- Supplied records -
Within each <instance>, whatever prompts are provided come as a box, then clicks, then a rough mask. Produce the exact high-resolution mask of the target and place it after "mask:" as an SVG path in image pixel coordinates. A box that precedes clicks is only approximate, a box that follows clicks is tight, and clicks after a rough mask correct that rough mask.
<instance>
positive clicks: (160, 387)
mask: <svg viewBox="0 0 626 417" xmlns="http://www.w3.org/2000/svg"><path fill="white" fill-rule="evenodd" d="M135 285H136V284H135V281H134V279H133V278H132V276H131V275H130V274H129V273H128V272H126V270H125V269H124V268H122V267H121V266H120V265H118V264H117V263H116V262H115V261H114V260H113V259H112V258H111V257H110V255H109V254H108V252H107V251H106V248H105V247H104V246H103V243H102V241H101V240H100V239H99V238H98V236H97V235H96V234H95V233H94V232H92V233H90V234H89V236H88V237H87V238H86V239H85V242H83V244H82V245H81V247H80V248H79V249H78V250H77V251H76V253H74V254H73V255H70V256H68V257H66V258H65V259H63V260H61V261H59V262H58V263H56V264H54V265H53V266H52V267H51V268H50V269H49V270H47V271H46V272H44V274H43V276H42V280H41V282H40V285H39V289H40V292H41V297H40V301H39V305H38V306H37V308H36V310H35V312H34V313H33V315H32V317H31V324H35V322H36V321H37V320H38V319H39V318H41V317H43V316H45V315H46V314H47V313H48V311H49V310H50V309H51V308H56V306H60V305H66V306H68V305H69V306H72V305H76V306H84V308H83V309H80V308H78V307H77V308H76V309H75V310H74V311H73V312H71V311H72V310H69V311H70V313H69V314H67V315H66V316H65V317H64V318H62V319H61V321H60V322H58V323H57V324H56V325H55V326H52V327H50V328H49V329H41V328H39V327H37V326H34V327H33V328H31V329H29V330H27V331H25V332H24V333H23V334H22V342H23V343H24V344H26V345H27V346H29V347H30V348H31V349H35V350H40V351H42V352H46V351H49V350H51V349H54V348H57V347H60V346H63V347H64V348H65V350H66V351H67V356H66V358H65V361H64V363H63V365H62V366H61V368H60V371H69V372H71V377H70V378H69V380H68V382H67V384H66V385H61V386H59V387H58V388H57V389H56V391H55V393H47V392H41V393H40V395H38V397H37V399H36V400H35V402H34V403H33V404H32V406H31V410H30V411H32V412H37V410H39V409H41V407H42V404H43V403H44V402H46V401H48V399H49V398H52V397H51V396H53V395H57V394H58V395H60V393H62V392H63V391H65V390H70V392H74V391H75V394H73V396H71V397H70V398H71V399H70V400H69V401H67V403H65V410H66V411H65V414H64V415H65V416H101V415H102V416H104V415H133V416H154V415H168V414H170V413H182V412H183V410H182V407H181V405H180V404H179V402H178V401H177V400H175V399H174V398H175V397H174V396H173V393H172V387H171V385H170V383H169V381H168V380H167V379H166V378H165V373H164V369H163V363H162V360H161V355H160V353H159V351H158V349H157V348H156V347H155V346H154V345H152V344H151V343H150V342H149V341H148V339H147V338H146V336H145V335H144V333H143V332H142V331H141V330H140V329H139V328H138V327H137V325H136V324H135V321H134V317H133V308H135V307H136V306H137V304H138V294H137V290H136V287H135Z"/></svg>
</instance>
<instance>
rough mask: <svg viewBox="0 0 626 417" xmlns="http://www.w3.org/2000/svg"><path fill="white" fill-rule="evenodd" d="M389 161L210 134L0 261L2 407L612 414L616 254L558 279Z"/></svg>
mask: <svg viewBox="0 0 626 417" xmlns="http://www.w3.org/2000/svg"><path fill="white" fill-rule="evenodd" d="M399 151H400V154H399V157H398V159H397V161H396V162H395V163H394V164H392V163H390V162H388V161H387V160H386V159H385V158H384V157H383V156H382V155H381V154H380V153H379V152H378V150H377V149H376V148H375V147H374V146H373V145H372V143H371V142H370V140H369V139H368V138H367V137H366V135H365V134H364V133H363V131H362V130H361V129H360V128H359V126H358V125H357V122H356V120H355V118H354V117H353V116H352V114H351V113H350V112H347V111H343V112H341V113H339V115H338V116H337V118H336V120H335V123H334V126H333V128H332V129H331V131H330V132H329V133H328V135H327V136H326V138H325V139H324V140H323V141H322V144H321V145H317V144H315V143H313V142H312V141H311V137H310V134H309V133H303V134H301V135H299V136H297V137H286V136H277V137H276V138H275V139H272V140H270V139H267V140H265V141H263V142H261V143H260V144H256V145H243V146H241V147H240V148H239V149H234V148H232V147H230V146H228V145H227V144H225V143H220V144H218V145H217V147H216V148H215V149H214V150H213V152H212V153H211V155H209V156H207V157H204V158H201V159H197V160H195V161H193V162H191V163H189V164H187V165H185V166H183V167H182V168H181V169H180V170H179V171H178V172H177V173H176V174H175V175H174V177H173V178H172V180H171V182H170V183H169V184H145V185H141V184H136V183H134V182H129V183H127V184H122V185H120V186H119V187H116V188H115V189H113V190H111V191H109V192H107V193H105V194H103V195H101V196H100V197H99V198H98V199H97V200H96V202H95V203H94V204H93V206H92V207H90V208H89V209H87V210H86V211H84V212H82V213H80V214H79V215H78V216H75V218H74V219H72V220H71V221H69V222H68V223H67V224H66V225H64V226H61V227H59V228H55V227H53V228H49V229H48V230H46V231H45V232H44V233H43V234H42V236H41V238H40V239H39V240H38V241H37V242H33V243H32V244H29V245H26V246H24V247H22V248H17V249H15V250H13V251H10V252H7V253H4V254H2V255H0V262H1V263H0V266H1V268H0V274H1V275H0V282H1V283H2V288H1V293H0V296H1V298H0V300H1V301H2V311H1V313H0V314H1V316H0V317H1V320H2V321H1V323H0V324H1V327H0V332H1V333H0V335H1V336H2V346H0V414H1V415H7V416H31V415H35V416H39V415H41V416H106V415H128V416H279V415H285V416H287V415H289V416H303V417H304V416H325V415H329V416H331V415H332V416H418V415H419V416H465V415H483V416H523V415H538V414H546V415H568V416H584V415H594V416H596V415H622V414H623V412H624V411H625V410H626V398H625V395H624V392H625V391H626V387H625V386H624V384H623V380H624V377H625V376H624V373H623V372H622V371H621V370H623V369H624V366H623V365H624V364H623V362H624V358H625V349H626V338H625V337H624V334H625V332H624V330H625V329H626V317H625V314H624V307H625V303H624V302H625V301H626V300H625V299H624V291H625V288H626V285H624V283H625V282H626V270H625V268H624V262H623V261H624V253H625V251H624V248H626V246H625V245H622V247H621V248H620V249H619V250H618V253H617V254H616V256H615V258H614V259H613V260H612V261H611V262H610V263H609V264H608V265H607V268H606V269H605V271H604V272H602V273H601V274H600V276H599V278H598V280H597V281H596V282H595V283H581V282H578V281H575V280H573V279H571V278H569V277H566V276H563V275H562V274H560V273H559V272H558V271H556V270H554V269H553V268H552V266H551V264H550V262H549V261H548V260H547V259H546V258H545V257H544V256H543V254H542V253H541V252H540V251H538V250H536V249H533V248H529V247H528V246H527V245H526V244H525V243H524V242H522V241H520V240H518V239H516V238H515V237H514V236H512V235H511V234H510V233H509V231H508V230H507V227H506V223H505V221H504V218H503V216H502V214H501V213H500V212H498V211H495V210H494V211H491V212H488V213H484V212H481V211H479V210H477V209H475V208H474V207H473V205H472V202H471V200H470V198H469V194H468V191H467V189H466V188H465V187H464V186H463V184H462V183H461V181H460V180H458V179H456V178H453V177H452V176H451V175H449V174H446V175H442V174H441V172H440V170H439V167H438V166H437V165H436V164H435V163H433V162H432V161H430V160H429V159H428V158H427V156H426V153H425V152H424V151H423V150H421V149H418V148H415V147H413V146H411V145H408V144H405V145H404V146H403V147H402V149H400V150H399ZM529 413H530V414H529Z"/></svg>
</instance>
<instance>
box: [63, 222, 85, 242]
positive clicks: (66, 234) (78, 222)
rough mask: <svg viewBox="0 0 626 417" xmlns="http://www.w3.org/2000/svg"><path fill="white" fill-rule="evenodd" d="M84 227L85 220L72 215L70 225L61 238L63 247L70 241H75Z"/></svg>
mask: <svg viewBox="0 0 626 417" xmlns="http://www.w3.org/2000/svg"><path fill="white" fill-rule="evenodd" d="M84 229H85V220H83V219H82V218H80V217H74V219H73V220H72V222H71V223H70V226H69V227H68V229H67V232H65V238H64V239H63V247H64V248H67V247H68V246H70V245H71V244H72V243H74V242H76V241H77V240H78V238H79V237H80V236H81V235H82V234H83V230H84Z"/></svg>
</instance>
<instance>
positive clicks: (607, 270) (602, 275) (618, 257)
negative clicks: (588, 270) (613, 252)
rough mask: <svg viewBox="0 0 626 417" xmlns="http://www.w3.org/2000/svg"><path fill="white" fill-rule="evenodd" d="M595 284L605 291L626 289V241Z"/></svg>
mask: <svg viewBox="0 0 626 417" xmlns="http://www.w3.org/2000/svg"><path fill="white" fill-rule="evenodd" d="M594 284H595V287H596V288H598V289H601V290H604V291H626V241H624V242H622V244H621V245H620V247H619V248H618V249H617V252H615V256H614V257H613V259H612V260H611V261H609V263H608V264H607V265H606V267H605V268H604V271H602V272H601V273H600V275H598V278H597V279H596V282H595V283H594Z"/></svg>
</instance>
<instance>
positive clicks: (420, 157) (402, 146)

- Assignment -
Please reproduce exactly the lines in the listing above from the one containing "227L85 220L72 215L70" through the one containing "negative clicks: (588, 270) (613, 252)", both included, and nothing more.

- Answer space -
rough mask: <svg viewBox="0 0 626 417" xmlns="http://www.w3.org/2000/svg"><path fill="white" fill-rule="evenodd" d="M84 227L85 220L72 215L70 225L61 238L63 247L70 241H75Z"/></svg>
mask: <svg viewBox="0 0 626 417" xmlns="http://www.w3.org/2000/svg"><path fill="white" fill-rule="evenodd" d="M84 229H85V220H83V219H82V218H80V217H74V219H73V220H72V222H71V223H70V226H69V227H68V229H67V232H65V238H64V239H63V247H64V248H67V247H68V246H70V245H71V244H72V243H74V242H76V241H77V240H78V238H79V237H80V236H81V235H82V234H83V230H84Z"/></svg>
</instance>
<instance>
positive clicks: (607, 270) (602, 275) (618, 257)
negative clicks: (588, 270) (613, 252)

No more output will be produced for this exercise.